Source records

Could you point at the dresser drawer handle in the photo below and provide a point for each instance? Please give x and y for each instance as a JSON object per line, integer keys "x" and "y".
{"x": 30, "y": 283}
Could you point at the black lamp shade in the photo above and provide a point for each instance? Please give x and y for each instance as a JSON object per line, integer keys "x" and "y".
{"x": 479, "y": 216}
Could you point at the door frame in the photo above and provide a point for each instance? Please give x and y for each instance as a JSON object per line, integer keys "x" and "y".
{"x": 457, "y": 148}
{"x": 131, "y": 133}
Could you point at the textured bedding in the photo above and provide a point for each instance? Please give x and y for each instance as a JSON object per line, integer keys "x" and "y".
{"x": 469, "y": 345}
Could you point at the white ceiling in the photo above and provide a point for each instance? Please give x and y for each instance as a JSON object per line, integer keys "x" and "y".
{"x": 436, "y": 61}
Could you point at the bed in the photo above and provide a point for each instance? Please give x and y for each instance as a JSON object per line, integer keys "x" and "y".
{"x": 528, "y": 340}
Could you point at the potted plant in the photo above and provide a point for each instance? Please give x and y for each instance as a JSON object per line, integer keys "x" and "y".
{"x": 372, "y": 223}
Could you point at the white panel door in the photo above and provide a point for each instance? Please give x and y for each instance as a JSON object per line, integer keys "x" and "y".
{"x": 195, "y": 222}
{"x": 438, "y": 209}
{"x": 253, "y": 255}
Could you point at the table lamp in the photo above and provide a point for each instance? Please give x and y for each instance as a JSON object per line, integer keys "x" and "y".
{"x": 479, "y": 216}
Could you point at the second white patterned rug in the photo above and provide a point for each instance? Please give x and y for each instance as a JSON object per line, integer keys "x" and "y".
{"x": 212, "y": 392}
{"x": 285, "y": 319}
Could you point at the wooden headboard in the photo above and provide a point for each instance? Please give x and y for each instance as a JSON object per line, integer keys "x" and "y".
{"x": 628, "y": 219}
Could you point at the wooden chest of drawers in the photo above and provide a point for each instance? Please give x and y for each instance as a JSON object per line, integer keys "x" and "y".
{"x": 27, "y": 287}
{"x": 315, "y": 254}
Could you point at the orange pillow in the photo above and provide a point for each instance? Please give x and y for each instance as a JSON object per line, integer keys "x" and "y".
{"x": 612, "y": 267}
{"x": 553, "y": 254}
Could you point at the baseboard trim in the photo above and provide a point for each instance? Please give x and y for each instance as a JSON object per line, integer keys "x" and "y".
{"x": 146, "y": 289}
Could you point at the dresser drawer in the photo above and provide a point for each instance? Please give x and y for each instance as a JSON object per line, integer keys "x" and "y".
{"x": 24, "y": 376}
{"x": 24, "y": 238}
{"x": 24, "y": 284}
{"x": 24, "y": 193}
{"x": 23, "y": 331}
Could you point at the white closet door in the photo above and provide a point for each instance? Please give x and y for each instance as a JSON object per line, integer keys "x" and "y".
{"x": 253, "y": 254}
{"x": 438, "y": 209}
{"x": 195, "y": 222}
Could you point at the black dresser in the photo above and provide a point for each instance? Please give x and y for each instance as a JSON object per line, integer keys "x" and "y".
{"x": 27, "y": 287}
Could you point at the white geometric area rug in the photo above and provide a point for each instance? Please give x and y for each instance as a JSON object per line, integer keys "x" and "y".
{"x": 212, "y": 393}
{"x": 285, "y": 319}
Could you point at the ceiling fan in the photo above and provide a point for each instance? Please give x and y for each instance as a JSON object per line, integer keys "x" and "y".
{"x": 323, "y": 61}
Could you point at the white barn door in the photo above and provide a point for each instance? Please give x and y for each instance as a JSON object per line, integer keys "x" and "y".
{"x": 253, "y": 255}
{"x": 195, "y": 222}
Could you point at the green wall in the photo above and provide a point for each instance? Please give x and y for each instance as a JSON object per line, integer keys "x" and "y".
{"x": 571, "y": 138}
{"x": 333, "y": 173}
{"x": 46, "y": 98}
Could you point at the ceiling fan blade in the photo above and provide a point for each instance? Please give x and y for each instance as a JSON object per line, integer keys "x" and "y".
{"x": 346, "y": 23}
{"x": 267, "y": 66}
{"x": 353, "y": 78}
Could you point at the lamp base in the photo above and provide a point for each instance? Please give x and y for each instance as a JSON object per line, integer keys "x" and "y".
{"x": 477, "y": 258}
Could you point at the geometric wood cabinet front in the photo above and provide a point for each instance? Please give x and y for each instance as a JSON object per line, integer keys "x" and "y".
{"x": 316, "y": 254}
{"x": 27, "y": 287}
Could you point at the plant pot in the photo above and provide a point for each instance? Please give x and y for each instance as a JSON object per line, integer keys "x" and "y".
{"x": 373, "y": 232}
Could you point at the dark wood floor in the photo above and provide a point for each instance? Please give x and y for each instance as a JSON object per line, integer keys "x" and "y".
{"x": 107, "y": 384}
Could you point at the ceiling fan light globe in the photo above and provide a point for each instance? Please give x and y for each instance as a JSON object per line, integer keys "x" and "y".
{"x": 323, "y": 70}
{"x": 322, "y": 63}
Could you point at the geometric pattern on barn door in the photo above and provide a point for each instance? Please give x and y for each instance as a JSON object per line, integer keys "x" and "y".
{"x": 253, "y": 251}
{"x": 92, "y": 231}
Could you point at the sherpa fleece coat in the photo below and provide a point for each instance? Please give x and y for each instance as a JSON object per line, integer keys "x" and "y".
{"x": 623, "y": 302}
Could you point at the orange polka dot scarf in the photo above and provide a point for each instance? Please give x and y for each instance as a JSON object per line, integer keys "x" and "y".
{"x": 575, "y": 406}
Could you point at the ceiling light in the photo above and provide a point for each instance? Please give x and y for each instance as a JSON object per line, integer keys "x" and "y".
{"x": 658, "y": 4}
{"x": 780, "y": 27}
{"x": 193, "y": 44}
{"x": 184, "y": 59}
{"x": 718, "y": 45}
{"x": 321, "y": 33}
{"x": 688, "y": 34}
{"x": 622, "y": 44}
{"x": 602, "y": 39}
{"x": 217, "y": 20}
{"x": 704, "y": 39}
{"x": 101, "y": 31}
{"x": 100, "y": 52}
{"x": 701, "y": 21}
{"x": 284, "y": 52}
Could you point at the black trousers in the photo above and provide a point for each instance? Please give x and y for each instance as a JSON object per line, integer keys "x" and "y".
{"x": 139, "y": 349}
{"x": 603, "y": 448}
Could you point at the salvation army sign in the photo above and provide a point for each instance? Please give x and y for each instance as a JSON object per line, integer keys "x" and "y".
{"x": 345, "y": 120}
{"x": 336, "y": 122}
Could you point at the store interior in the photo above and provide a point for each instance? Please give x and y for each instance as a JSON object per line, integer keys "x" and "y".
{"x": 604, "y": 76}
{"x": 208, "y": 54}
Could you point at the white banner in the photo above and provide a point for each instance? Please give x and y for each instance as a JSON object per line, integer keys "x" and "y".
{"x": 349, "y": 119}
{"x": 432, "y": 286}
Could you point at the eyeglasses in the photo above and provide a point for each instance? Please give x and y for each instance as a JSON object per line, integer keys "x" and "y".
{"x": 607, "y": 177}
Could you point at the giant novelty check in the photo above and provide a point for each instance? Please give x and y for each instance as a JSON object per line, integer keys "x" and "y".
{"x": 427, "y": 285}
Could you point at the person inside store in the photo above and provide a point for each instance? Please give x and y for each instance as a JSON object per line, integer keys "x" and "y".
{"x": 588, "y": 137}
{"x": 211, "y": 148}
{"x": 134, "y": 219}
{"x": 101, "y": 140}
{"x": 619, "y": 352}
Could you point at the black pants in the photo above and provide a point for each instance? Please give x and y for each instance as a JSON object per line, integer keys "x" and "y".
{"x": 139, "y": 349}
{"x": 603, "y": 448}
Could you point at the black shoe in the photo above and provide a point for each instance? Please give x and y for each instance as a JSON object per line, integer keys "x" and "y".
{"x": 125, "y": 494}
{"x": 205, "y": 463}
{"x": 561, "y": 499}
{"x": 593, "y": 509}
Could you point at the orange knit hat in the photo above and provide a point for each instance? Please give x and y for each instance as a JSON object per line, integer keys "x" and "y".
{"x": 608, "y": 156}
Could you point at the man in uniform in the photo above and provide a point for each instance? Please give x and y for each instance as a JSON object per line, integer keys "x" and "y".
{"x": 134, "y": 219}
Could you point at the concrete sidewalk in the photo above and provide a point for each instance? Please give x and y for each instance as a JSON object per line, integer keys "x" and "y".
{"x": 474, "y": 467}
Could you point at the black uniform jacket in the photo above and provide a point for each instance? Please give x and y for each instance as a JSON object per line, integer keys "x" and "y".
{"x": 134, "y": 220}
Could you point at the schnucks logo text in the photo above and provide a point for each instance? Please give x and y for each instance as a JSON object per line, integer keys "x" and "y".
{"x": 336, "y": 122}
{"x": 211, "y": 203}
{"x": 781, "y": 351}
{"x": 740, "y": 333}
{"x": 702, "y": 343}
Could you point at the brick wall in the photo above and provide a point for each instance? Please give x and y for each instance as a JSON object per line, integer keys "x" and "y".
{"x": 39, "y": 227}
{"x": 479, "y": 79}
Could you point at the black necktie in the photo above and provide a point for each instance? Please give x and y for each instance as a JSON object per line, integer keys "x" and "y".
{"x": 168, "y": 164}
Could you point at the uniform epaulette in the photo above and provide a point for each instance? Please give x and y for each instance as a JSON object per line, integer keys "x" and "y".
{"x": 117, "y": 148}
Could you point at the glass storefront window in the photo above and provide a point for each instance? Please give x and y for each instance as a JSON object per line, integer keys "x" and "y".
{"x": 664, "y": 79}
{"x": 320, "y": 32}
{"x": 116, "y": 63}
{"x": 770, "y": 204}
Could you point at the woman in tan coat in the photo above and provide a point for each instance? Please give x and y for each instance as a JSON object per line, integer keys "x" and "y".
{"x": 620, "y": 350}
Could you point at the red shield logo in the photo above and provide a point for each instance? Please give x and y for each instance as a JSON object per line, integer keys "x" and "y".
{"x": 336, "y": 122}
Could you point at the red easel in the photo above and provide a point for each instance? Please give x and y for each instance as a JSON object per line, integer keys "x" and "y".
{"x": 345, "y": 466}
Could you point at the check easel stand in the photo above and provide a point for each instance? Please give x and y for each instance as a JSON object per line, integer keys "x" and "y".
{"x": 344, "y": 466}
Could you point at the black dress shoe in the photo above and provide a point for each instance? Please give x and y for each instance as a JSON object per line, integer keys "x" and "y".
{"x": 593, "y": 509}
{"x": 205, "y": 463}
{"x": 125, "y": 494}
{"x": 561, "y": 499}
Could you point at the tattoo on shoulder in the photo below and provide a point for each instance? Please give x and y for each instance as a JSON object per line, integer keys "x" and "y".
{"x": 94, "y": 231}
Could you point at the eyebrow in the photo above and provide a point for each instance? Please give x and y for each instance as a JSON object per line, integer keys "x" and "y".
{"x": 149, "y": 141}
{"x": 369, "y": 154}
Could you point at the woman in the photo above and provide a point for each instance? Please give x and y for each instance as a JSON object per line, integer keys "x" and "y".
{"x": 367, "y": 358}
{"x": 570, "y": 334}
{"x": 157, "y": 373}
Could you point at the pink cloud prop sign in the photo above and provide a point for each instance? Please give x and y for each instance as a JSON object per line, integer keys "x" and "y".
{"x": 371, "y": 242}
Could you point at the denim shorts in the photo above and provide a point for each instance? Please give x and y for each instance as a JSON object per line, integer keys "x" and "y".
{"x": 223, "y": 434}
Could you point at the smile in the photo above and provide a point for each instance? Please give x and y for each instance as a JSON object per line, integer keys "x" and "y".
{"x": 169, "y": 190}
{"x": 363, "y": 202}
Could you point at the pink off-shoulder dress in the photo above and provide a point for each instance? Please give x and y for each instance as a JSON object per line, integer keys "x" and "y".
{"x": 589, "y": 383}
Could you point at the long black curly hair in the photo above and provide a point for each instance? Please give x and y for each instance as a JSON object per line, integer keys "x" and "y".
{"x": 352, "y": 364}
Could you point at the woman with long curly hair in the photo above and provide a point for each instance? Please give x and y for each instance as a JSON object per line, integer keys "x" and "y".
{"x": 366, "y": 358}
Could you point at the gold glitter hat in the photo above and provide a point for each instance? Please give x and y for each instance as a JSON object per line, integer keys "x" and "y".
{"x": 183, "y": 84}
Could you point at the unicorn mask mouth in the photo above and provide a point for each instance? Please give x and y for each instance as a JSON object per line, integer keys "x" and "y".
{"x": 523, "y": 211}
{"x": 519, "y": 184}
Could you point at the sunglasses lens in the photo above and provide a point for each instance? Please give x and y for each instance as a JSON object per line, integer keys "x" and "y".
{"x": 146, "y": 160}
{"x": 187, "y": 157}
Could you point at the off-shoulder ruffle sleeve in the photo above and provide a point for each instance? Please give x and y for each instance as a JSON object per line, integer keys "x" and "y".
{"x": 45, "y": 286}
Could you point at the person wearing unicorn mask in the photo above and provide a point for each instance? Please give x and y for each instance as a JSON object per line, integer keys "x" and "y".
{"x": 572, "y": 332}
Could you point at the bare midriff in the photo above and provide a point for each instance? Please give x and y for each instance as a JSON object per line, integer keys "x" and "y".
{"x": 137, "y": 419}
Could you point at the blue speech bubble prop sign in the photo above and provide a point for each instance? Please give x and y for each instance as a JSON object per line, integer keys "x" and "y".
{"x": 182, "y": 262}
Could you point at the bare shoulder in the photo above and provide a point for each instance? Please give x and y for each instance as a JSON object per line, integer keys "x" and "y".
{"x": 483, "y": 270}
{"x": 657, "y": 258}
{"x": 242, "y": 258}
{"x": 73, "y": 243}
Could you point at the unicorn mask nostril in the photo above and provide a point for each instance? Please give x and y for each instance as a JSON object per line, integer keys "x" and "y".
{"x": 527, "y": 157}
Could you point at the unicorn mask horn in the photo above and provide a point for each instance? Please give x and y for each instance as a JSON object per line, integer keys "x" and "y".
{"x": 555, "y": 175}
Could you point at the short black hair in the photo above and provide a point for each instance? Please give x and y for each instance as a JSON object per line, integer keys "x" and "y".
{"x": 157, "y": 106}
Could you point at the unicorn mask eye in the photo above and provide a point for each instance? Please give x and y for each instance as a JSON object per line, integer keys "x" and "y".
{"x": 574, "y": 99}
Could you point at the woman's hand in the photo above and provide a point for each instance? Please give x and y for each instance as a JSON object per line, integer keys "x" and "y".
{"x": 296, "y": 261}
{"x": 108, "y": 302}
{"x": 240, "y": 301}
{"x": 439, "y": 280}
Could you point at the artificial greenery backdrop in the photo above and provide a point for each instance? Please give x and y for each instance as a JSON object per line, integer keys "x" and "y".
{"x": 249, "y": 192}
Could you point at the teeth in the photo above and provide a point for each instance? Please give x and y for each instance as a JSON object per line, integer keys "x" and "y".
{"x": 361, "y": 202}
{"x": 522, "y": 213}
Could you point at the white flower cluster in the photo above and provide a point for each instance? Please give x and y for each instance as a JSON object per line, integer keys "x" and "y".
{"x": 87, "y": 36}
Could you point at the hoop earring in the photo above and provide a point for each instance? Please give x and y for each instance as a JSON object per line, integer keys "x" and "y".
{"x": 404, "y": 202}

ABOUT THIS EXERCISE.
Return exactly the line that contains "Could you point at the woman's" and every line after it, through the last line of the records.

EXERCISE ANSWER.
Could you point at the woman's hand in the photo above and provide a point for each instance? Please give x and y for each instance as a JSON object per line, integer keys "x" and "y".
{"x": 296, "y": 261}
{"x": 108, "y": 302}
{"x": 240, "y": 301}
{"x": 439, "y": 280}
Could you point at the artificial greenery backdrop in the photo above and provide a point for each instance? Please give x and y for each instance as a JSON object per line, integer keys "x" and "y".
{"x": 249, "y": 192}
Could you point at the teeth in the photo above and provide a point for each instance? Please give x and y for each instance as a JSON object per line, integer keys "x" and "y".
{"x": 361, "y": 202}
{"x": 522, "y": 213}
Could you point at the white flower cluster in the photo above and provide a point for each instance? Please give x and y for each instance as a JSON object per line, integer keys "x" and "y".
{"x": 87, "y": 36}
Could you point at the hoop earring in the photo above and provide a point for each instance? Please give x and y for each instance as a JSON object per line, integer keys "x" and "y".
{"x": 404, "y": 202}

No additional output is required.